— start SELECTED EXCERPT —
# 88 Tracker Pro17 project



## trackerpuzzle (Feb 8, 2015)

Hello everyone, I want to start my build thread off with a thanks to Tinboats.net and all it's members! =D> Awesome forums full of great info, ideas, and tips.
I'm already waist deep in my rebuild . She has all the typical early riveted tracker issues that many others have tackled in their threads on here. So I have no real questions at this point , but sure I will have some for you guys soon. I'm going to start uploading pics (think I have it figured out) to get to the point I'm at in this project.


----------



## trackerpuzzle (Feb 8, 2015)

Picked this boat up the first of last year for $800. Gauges were all gone , boat wiring was a mess (engine harness was all good) , trolling motor was junk , has an 88 Yamaha 40 , kid I got it from said it ran good but left him stranded a couple times  . He also said the PO (his uncle) said the oil injection pump does not work so he just mixed the fuel. So that's what I have been doing. I looked through the engine pretty close , and found a crack in the fuel filter housing. Replaced that along with the fuel tank and line. She fired up and ran like a top.
Did some wiring for
console switches
bilge pump
livewell
lights 
I used the boat all summer!
— end SELECTED EXCERPT —
— start DATASET CONTENT —
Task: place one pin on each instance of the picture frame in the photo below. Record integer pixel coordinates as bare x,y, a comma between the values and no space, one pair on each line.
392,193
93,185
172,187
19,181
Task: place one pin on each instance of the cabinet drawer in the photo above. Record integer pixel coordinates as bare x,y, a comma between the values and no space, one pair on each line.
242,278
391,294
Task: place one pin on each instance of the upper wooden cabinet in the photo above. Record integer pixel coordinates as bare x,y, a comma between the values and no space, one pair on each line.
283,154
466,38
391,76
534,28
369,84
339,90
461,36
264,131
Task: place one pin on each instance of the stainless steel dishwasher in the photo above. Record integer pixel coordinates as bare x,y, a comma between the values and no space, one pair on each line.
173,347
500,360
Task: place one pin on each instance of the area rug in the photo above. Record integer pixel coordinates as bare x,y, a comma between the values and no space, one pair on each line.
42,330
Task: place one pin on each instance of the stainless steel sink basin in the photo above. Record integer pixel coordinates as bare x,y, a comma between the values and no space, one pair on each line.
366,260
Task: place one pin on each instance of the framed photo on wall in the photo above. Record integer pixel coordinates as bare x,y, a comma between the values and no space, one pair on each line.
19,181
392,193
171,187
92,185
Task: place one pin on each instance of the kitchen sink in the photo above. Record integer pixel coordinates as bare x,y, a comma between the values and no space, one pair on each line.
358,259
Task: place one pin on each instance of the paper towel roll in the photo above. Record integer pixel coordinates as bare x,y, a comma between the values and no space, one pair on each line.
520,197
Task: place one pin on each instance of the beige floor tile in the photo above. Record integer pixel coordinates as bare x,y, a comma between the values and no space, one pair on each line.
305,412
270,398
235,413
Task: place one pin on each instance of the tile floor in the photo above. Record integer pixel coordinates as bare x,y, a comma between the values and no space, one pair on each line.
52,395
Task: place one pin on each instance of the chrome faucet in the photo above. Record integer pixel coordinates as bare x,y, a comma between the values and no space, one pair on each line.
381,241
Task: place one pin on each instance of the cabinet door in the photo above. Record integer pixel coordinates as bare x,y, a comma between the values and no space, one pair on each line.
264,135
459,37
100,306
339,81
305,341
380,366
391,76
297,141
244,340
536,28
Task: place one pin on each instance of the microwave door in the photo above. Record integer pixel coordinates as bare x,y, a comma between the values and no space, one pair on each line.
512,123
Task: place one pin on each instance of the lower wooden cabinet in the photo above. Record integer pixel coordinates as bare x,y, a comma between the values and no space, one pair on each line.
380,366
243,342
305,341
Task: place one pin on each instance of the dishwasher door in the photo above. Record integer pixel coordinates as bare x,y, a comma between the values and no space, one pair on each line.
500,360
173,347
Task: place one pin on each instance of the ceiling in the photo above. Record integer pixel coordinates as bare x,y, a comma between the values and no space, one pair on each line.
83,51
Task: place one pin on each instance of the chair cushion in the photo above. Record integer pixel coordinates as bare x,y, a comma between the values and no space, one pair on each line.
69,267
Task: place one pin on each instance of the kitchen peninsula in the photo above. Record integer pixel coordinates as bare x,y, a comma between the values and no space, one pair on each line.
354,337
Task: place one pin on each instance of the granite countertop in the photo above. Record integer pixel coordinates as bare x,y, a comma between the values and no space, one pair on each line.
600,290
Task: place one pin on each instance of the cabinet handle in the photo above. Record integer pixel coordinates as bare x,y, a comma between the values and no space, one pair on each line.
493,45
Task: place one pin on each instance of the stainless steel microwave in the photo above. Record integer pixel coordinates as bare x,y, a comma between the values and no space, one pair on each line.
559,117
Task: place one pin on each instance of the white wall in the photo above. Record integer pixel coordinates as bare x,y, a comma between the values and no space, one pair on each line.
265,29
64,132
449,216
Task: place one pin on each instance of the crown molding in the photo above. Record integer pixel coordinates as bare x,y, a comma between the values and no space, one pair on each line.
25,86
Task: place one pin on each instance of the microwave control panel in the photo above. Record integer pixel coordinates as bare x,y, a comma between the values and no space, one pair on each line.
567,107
— end DATASET CONTENT —
• _STATED EXERCISE 1_: From the boat rebuild thread, give again the passage that begins at the words "# 88 Tracker" and stops after "in this project.", copied word for word.
• _STATED EXERCISE 2_: In the boat rebuild thread, where was the crack found during the engine check?

• _WRITTEN RESPONSE 1_:
# 88 Tracker Pro17 project



## trackerpuzzle (Feb 8, 2015)

Hello everyone, I want to start my build thread off with a thanks to Tinboats.net and all it's members! =D> Awesome forums full of great info, ideas, and tips.
I'm already waist deep in my rebuild . She has all the typical early riveted tracker issues that many others have tackled in their threads on here. So I have no real questions at this point , but sure I will have some for you guys soon. I'm going to start uploading pics (think I have it figured out) to get to the point I'm at in this project.

• _WRITTEN RESPONSE 2_: In the fuel filter housing.